The timing is prophetic. India’s energy demand will rise by 25% by 2030, and over 40% of its current energy needs are imported.
The world is also shifting. Green Hydrogen, produced using renewable energy and water electrolysis, is emerging as the next global fuel — especially for sectors that cannot be easily electrified, like steel, shipping, aviation, and heavy transport.
India, with its vast solar and wind capacity, can lead this transition — not as a follower of Western energy models, but as an original architect of clean, inclusive growth.
IV. From Molecule to Movement
Green Hydrogen is simple in structure — two hydrogen atoms born from water, separated by electricity. But its ecosystem is complex and elegant.
- Electrolysers must be manufactured and deployed at scale.
- Renewable energy plants must power them sustainably.
- Storage and transport infrastructure must evolve.
- Industries must retrofit operations to adopt hydrogen-based alternatives.
- And regulatory frameworks, certifications, safety codes, and financial instruments must align in harmony.
This is not merely technological advancement. It is institutional symphony — a melody that includes ministries, markets, startups, scientists, and citizens.

> _Work order 1_
According to the green hydrogen passage, by what percentage will India's energy demand rise by 2030?
> _Work order 2_
Write the next part of the green hydrogen passage.
You won't need the lines that come after this.

> _Dataset extract_
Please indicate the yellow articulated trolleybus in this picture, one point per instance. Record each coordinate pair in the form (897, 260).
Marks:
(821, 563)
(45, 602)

> _Response box 1_
By 25%.

> _Response box 2_
V. Industrial Renaissance on a Green Canvas
Green Hydrogen will touch nearly every core of Indian industry:
- Steel: Transitioning to Green Steel with hydrogen-based reduction.
- Fertilizers: Using Green Ammonia instead of imported natural gas.
- Refineries: Decarbonizing hydrogen-intensive operations.
- City Gas: Blending hydrogen into piped gas networks.
- Shipping and Aviation: Running on Green Methanol and Hydrogen fuel cells.
By Phase II of the mission (2026–2030), many of these will scale from pilot to commercial stage — turning India’s industrial belts into corridors of carbon-free progress.
VI. Exporting Not Just Fuel, But Faith
The world is looking for Green Hydrogen suppliers. Europe, Japan, and South Korea are rolling out hydrogen strategies but lack sunlight and land.
India, with its 300+ sunny days a year, abundant coastline, and mature renewable sector, has a geopolitical opportunity: to export Green Hydrogen and its derivatives — such as Ammonia and Methanol — to global markets.
This will not only earn foreign exchange, but project India’s green leadership. The fuel tanks of tomorrow may well carry a quiet label: “Born of Indian wind. Raised on Indian sun.”
VII. The Challenges Whisper Their Caution
Every sunrise carries shadows. And the Green Hydrogen journey is no exception:
- Electrolysers are capital-intensive and still largely imported.
- Water usage raises sustainability questions in arid regions.
- Cost parity with Grey Hydrogen remains a challenge.
- Safety standards, storage technologies, and last-mile distribution are underdeveloped.
- Public-private trust gaps, infrastructure lags, and consumer hesitancy must be addressed.
But India has faced such crossroads before — in telecom, in space, in digital payments. With the right mix of R&D, incentives, and courage, hydrogen too can become a public good, not a private gamble.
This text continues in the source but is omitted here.